**PAGE**:
The study of relativistic compact stars in the background of general relativity (GR) and extended theories of gravity is considered as one of the most promising subjects among the researchers during last few decades. The exact solution of Einstein’s field equations (EFEs) for the first time was calculated by Schwarzschild [1] in 1916 for the interior of a compact object. Later various researchers made efforts to obtain the new exact solutions of EFEs in reference to different astrophysical and cosmological aspects. Tolman [2] and Oppenheimer [3] both studied some more realistic and convoluted models of non-traversable relativistic objects in proximity with data-based actuality. In 1939, Oppenheimer and Snyder [4] examined the phenomenon of gravitational collapse with homogeneity based dust sphere and they presented an interesting and simple collapse mode in this respect. In 1922, Jeans [5] introduced the anisotropic pressure in self gravitational bodies in the context of Newtonian gravity. Further, in 1933, Lemaitre [6] used the anisotropic model for the first time in the background of GR by taking constant energy density with a radial pressure source. Later on, Bowers and Liang [7], in 1974, employed anisotropic spheres in GR. Ruderman [8] argued that the existence of nonzero anisotropy is regarded as a significant component of a stellar object without an electric charge. Gleiser and Dev [9] argued that pressure anisotropy impacts the structure, mass and other physical properties of extremely compact spheres. Herrera and Santos [10] described the effect of anisotropy on the characteristics of the stellar stars. The MIT bag model arising from observations in fundamental particle physics relates the pressure to the density of the star via a linear relation of the form $p=\alpha \rho -B$ where B is the Bag constant. This equation of state has been successfully used to model compact objects in general relativity ranging from neutron stars through to strange star candidates.

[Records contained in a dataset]

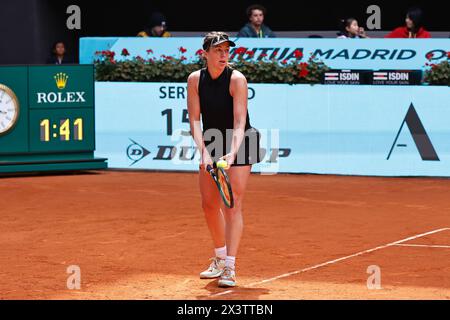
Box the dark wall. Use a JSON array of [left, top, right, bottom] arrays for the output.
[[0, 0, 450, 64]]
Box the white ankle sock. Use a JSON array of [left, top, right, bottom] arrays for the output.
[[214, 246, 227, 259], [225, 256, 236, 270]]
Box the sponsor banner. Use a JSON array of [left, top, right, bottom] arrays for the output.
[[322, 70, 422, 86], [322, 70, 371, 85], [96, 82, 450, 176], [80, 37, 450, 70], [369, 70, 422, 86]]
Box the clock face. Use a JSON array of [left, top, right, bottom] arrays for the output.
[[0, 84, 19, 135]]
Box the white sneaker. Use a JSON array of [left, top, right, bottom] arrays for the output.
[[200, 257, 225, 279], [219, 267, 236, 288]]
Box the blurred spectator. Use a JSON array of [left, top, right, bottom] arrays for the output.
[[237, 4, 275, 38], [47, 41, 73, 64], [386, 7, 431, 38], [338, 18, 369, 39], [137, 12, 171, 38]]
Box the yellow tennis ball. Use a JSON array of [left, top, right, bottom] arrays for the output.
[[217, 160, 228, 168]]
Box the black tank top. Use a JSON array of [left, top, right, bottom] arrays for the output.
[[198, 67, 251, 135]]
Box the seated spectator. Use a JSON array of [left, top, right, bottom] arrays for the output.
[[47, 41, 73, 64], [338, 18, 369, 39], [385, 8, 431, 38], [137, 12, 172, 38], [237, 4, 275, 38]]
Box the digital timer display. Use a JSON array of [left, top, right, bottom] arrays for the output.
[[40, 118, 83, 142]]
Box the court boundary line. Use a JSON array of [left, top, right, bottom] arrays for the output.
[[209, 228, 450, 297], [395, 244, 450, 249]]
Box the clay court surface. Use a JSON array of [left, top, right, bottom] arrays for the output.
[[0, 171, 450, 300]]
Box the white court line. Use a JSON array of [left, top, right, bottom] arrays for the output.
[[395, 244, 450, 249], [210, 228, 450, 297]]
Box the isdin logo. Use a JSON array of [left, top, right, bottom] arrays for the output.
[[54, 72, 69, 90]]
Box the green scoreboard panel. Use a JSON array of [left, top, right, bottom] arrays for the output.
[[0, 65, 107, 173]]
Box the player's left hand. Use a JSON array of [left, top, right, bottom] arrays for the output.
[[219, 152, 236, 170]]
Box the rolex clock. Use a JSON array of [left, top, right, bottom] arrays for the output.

**WORK INSTRUCTIONS**:
1/ In the passage on relativistic compact stars, what does B stand for in the MIT bag model equation of state?
2/ In the entries from the line with "Box the digital" to the line with "[[54, 72, 69, 90]]", replace "court" with "field". Reproduce only those lines and leave everything else unchanged.

**RESULTS BY TASK**:
1/ B is the Bag constant.

2/
Box the digital timer display. Use a JSON array of [left, top, right, bottom] arrays for the output.
[[40, 118, 83, 142]]
Box the field boundary line. Use a JSON array of [left, top, right, bottom] arrays for the output.
[[209, 228, 450, 297], [395, 244, 450, 249]]
Box the clay field surface. Use a JSON array of [left, top, right, bottom] arrays for the output.
[[0, 171, 450, 300]]
Box the white field line. Use a JSON array of [left, top, right, bottom] arrays for the output.
[[395, 244, 450, 249], [210, 228, 450, 297]]
Box the isdin logo. Use a JSON array of [left, top, right, bottom] arrays for the output.
[[54, 72, 69, 90]]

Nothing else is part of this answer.